PROBLEM TO WORK ON - Take the line that contains "pixel 827 359" and each line after it to the end of the material below, and return them exactly, minus the pictures.

MATERIAL FOR THIS EXERCISE -
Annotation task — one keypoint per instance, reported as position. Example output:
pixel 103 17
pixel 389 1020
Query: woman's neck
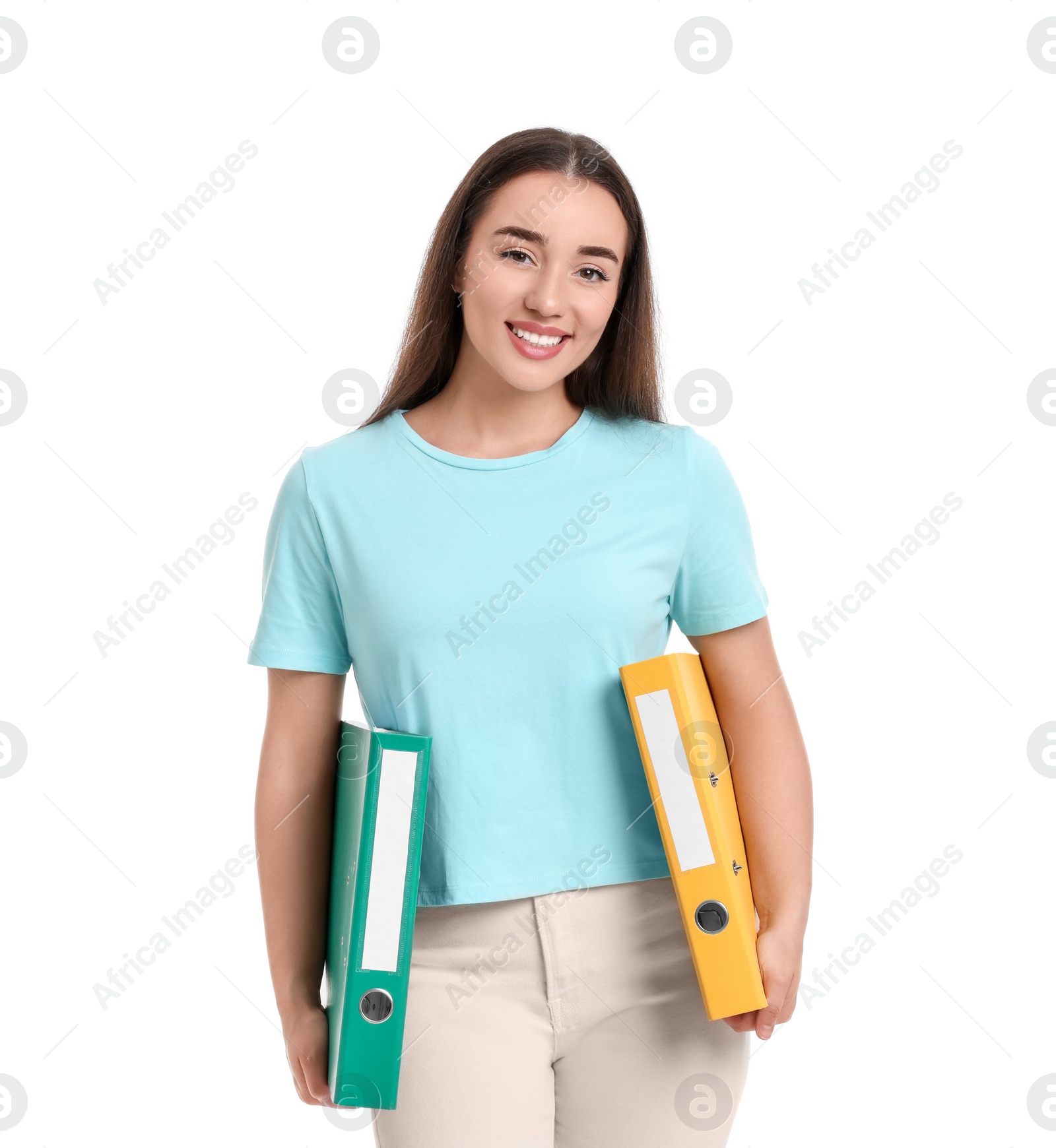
pixel 487 418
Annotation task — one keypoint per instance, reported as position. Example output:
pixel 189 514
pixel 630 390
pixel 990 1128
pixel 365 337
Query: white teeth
pixel 531 336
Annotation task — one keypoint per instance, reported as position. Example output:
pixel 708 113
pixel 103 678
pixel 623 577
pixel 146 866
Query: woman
pixel 511 525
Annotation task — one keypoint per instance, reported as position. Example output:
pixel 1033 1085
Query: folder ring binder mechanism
pixel 684 757
pixel 379 819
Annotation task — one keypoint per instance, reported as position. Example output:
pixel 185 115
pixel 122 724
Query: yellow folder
pixel 684 755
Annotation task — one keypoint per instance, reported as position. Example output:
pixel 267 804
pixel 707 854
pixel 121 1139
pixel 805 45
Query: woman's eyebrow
pixel 535 237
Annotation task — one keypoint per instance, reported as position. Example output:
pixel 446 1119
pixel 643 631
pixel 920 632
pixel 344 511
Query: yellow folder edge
pixel 713 854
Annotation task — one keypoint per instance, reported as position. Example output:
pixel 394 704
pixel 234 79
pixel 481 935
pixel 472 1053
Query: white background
pixel 852 417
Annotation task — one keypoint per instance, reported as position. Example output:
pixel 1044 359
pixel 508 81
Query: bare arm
pixel 294 811
pixel 772 781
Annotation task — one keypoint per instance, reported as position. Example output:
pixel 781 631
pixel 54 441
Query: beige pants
pixel 568 1021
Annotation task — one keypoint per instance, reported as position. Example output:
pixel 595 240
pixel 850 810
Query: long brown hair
pixel 621 375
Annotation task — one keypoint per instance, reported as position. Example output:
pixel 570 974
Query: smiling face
pixel 541 277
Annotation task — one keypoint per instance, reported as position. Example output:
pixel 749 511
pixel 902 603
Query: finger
pixel 768 1016
pixel 742 1022
pixel 315 1078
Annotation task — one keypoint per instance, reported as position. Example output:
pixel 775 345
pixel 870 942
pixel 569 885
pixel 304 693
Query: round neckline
pixel 489 464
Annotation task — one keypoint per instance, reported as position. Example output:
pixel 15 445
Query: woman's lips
pixel 531 350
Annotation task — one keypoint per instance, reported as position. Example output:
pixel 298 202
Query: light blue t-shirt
pixel 489 603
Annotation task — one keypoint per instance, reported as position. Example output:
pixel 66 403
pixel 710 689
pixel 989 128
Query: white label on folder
pixel 389 860
pixel 677 791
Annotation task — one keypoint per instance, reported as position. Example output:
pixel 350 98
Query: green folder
pixel 379 817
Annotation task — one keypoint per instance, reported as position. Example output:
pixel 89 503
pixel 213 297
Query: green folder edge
pixel 364 1059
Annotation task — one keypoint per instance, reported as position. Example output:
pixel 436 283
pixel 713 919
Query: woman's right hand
pixel 307 1048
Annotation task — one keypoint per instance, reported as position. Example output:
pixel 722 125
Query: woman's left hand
pixel 779 962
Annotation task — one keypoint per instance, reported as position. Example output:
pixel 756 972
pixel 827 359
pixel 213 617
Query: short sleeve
pixel 717 585
pixel 301 625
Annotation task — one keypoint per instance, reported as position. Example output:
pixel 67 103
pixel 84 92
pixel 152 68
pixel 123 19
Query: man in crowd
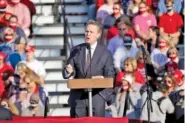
pixel 79 67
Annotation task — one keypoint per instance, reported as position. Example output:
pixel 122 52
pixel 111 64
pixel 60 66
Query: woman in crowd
pixel 143 21
pixel 173 60
pixel 159 55
pixel 161 105
pixel 8 39
pixel 130 67
pixel 22 12
pixel 127 99
pixel 141 65
pixel 133 7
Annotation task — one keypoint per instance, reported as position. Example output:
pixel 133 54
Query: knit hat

SOLUTION BELOW -
pixel 827 359
pixel 213 617
Query: short sleeve
pixel 717 585
pixel 301 625
Annotation task — one keypoint per instance, reported as position. Example output:
pixel 67 103
pixel 84 92
pixel 152 68
pixel 123 19
Query: man in crowd
pixel 79 67
Annotation task — one keypoint per instance, reported as position. Example output:
pixel 122 52
pixel 111 64
pixel 60 66
Query: woman in crowd
pixel 143 21
pixel 173 60
pixel 159 55
pixel 161 105
pixel 8 39
pixel 130 67
pixel 22 12
pixel 127 99
pixel 141 65
pixel 133 7
Annotation task — one keypoint per instance, reported as position. Example output:
pixel 133 54
Query: knit hat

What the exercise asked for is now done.